What to work on: The entries should be given again so that each one matches the original exactly.

(Dataset records)
= = =
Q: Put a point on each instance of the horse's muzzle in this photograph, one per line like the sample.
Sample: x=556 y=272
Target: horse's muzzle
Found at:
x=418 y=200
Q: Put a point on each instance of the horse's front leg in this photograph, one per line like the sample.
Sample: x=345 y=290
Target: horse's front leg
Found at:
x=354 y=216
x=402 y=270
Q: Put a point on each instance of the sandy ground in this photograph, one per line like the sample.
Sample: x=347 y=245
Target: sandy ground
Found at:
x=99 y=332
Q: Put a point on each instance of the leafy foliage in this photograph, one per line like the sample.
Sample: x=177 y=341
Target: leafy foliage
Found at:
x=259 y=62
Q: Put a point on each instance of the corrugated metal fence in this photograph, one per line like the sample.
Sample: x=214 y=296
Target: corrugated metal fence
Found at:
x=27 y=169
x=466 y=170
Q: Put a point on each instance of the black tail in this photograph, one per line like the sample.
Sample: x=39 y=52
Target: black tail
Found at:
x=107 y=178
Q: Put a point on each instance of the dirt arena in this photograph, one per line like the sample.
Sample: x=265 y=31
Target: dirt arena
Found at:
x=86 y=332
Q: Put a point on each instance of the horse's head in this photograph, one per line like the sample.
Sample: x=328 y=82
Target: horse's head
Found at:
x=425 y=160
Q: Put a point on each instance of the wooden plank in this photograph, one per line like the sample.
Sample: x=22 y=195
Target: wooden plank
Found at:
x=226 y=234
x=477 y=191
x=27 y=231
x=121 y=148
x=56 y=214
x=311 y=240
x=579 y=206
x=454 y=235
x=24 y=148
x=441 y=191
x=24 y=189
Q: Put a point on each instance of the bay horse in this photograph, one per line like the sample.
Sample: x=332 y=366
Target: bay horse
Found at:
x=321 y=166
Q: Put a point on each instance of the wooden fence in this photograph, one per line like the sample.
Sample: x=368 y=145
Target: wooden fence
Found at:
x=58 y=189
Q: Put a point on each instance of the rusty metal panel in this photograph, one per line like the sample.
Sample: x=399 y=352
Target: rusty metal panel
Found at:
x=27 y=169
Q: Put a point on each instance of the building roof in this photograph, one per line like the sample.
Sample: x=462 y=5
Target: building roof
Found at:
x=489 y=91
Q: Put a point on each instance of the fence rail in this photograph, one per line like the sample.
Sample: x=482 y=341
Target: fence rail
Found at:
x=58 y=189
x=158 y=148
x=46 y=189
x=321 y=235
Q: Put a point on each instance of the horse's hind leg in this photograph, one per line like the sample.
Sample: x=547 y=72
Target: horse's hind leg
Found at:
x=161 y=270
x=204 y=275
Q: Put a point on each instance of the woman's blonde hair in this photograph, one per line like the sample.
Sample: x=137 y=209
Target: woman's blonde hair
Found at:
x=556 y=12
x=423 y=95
= = =
Problem solution:
Q: Put a point on each instance of the horse's muzzle in this photograph, one per line like the sample.
Sample: x=556 y=272
Target: horse's muzzle
Found at:
x=418 y=200
Q: Put a point on each instance of the horse's front leg in this photograph, one per line like the sample.
Sample: x=345 y=290
Target: horse's front leg
Found at:
x=354 y=216
x=402 y=270
Q: Put a point on each instance of the sandy ground in this photograph, one per line like the sample.
Sample: x=347 y=245
Target: sandy ground
Found at:
x=99 y=332
Q: Put a point on each instance of the leafy foliage in this photograph, one per line like the sample.
Sample: x=177 y=341
Target: leafy foliage
Found at:
x=259 y=62
Q: Put a point on each instance of the corrugated metal fence in this photograph, one per line like the sample.
Sample: x=214 y=296
Target: corrugated metal fence
Found at:
x=27 y=169
x=466 y=170
Q: Put a point on each instance of the black tail in this photograph, one per line like the sample.
Sample: x=39 y=52
Target: black tail
Found at:
x=107 y=178
Q: Put a point on each instance of the dirt arena in this photograph, one per line like the sample.
Sample: x=265 y=31
Target: dirt arena
Found at:
x=86 y=332
Q: Put a point on each instance of the horse's head in this photograph, one per line like the sample.
Sample: x=328 y=82
Target: horse's head
Found at:
x=425 y=160
Q: Put a point on each instance of the wooden plank in this photograph, one per line like the sample.
Sample: x=22 y=195
Target: wooden plank
Found at:
x=226 y=234
x=477 y=191
x=27 y=231
x=121 y=148
x=56 y=214
x=311 y=240
x=579 y=206
x=454 y=235
x=24 y=148
x=441 y=191
x=24 y=189
Q: Put a point on each instance of the bay horse in this photograph, one per line like the sample.
Sample: x=332 y=366
Target: bay horse
Found at:
x=321 y=166
Q: Put a point on each instance of the wooden fence in this photograph, one per line like the sample.
Sample: x=368 y=145
Target: wooden fence
Found at:
x=58 y=189
Q: Put a point on each instance of the rusty metal panel in this photograph, one per line like the sample.
Sample: x=399 y=352
Target: rusty metal panel
Found at:
x=27 y=169
Q: Put a point on each instance of the building roof in this photograph, one per line like the sample.
Sample: x=462 y=5
Target: building roof
Found at:
x=489 y=91
Q: Put a point on each instance of the fence rail in this photograph, one per line like the sample.
Sample: x=482 y=341
Target: fence rail
Found at:
x=58 y=189
x=158 y=148
x=46 y=189
x=321 y=235
Q: Put a point on each instance of the horse's hind leg in this photograph, one per line like the sample.
Sample: x=547 y=72
Target: horse's hind leg
Found at:
x=161 y=270
x=204 y=275
Q: Put a point on each instance of the woman's blonde hair in this photograph, one per line like the sample.
Sample: x=137 y=209
Target: woman's blonde hair
Found at:
x=556 y=12
x=423 y=95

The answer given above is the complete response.